▸ **Your objective**: Reproduce the material from the line containing "Can you find the ear?" through the end of the material, replacing "Found at" with "Located at" wherever it occurs and leaving everything else unchanged.

▸ **Data**:
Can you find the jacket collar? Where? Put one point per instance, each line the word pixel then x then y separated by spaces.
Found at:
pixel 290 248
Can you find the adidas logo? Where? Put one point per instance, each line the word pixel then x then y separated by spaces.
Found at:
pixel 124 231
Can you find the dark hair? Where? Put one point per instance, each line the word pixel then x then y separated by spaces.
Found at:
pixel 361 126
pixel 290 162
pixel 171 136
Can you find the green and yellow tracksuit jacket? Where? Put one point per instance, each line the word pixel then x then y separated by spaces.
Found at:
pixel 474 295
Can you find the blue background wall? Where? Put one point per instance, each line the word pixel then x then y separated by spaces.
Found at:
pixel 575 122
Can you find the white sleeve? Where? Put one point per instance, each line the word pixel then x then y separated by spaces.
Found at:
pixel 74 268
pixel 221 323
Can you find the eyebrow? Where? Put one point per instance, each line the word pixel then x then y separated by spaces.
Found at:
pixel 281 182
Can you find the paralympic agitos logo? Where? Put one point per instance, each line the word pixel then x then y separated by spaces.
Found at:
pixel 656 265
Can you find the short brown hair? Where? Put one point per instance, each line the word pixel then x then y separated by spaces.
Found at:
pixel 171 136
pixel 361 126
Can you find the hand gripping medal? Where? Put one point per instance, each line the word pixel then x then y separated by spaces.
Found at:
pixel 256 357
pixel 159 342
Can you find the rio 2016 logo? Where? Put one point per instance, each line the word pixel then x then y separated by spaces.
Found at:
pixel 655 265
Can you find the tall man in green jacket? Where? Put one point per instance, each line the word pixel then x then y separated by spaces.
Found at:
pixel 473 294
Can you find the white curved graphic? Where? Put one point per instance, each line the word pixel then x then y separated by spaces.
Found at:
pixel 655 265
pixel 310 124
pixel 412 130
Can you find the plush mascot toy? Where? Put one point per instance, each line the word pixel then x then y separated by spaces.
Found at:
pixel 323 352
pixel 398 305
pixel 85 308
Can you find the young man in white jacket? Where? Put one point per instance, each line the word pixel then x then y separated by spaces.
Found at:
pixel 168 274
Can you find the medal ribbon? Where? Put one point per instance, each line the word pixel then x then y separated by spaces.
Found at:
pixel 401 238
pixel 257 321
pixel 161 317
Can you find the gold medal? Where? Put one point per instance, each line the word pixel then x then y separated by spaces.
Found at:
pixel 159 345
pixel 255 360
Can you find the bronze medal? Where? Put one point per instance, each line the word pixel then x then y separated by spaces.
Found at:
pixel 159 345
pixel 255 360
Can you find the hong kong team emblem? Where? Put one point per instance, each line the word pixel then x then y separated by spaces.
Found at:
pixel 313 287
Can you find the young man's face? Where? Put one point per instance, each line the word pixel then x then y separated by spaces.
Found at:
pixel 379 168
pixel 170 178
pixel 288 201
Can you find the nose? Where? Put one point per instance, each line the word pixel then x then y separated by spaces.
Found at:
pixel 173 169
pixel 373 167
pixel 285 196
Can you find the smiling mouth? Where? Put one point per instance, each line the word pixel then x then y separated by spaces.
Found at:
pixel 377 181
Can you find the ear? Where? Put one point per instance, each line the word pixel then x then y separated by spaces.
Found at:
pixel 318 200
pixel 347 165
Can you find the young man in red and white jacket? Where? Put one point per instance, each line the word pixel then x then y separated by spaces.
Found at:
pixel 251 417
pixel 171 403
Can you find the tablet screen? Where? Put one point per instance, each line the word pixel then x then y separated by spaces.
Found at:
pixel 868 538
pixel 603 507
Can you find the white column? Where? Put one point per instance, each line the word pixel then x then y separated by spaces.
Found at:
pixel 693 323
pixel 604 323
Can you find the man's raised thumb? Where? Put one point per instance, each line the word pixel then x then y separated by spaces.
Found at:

▸ **Exercise answer**:
Can you find the ear? Where? Put one point per instance, each line the word pixel then x then y separated by spaces.
Located at:
pixel 318 200
pixel 347 165
Can you find the young man in red and white jacket? Where? Put one point per instance, each line the word pixel then x then y separated by spaces.
Located at:
pixel 251 417
pixel 171 403
Can you find the tablet screen? Where? Put one point per instance, each line the word pixel then x then y separated by spaces.
Located at:
pixel 868 538
pixel 603 507
Can you find the white column? Where? Put one point per instance, each line the word pixel then x then y separated by spaces.
Located at:
pixel 693 323
pixel 604 323
Can you find the man's raised thumb? Where? Put one point per instance, each line the word pixel then x then y separated by spaces.
Located at:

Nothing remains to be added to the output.